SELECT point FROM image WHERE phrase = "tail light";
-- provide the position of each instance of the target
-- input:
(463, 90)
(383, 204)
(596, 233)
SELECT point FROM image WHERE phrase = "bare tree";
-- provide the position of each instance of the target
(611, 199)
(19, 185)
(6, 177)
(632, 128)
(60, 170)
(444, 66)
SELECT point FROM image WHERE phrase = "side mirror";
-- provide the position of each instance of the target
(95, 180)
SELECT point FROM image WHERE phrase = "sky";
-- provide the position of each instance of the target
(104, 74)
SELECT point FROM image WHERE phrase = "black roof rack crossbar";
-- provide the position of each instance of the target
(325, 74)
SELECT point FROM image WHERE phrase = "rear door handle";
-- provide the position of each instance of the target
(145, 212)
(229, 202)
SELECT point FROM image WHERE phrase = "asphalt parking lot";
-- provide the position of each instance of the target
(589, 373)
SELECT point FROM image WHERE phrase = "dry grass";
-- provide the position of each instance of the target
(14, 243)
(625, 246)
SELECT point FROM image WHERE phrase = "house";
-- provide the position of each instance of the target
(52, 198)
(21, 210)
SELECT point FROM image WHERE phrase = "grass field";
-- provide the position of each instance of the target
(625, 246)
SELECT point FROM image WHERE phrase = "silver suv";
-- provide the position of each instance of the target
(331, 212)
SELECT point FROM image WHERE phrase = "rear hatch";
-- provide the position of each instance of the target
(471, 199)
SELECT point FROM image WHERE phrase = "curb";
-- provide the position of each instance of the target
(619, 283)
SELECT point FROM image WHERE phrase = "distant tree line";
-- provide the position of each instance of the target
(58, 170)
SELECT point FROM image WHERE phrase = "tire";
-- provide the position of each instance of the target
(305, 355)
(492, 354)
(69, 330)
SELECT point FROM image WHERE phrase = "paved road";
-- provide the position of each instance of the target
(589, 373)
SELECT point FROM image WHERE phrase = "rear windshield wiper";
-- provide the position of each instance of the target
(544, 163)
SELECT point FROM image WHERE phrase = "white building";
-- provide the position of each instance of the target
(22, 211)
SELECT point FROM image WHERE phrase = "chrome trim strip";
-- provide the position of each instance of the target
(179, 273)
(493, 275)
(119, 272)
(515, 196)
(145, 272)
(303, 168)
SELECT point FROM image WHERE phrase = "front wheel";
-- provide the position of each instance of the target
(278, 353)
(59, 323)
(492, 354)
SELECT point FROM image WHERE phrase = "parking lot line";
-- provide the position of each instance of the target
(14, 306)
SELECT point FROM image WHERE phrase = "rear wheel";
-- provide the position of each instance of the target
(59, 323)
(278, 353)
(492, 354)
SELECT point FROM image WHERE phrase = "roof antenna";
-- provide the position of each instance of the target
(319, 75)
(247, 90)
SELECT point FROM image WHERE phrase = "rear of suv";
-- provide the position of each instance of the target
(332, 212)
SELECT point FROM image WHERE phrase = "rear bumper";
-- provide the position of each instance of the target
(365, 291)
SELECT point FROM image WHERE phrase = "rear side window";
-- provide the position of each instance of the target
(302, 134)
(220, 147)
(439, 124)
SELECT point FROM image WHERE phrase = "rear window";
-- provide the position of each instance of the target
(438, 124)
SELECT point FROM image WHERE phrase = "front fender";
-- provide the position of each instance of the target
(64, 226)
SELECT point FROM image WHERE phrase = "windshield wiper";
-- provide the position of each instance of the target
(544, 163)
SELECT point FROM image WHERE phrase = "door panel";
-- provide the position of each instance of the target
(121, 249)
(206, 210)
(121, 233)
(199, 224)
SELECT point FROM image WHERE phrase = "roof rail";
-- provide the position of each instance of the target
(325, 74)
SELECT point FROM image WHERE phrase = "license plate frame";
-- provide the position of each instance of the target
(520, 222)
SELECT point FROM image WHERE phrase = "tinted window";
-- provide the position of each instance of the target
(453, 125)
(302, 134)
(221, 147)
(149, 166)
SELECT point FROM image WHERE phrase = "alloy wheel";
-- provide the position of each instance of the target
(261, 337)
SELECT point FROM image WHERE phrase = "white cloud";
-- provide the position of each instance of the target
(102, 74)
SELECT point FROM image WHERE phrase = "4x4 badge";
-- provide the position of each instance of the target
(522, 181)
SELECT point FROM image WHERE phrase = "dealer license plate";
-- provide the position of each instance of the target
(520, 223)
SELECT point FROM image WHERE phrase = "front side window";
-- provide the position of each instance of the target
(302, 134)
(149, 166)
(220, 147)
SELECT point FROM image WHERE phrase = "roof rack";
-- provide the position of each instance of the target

......

▸ JOB
Which lines in the entries above contain the string "rack"? Pull out each one and copy it in full.

▸ EXERCISE OUTPUT
SELECT point FROM image WHERE phrase = "black roof rack crossbar";
SELECT point FROM image WHERE phrase = "roof rack";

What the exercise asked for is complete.